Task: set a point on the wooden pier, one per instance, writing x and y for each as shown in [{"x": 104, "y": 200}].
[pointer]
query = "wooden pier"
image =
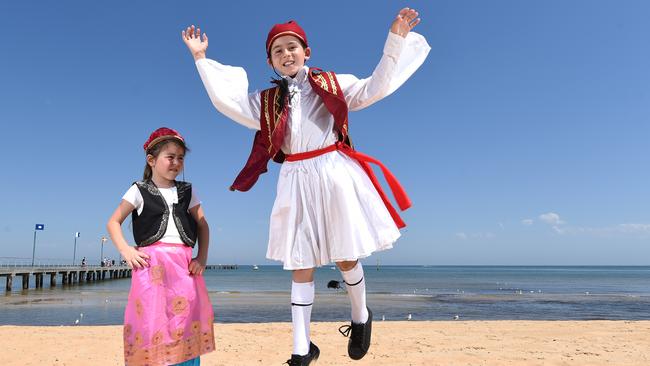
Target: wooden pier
[
  {"x": 222, "y": 266},
  {"x": 68, "y": 274},
  {"x": 74, "y": 274}
]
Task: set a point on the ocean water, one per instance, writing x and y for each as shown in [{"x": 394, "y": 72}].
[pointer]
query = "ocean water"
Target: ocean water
[{"x": 394, "y": 292}]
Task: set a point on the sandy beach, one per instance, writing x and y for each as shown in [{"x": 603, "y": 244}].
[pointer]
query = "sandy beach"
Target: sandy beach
[{"x": 394, "y": 343}]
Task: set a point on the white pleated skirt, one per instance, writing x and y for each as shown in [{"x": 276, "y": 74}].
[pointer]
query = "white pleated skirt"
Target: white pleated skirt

*****

__EXERCISE AIM__. Copy all of the material above word for word, leaving out the picture.

__RESULT OF THE TASK__.
Task: set a point on the wooden pier, one per instance, writing x and y for each as shown in [{"x": 104, "y": 200}].
[pointer]
query = "wooden pier"
image =
Target: wooden pier
[
  {"x": 222, "y": 266},
  {"x": 68, "y": 274},
  {"x": 74, "y": 274}
]
Task: set a point on the ocean water, one per instance, writing x and y for each as shown in [{"x": 394, "y": 72}].
[pointer]
query = "ocean water"
Target: ocean water
[{"x": 394, "y": 292}]
Task: set a point on the sandy beach, one per instance, writing x and y for each as shown in [{"x": 603, "y": 244}].
[pointer]
query = "sandy beach"
Target: sandy beach
[{"x": 394, "y": 343}]
Task: set a point on the white pleated skirt, one per instance, writing x and y for each as shown in [{"x": 276, "y": 74}].
[pointer]
query = "white pleated skirt"
Target: white pleated skirt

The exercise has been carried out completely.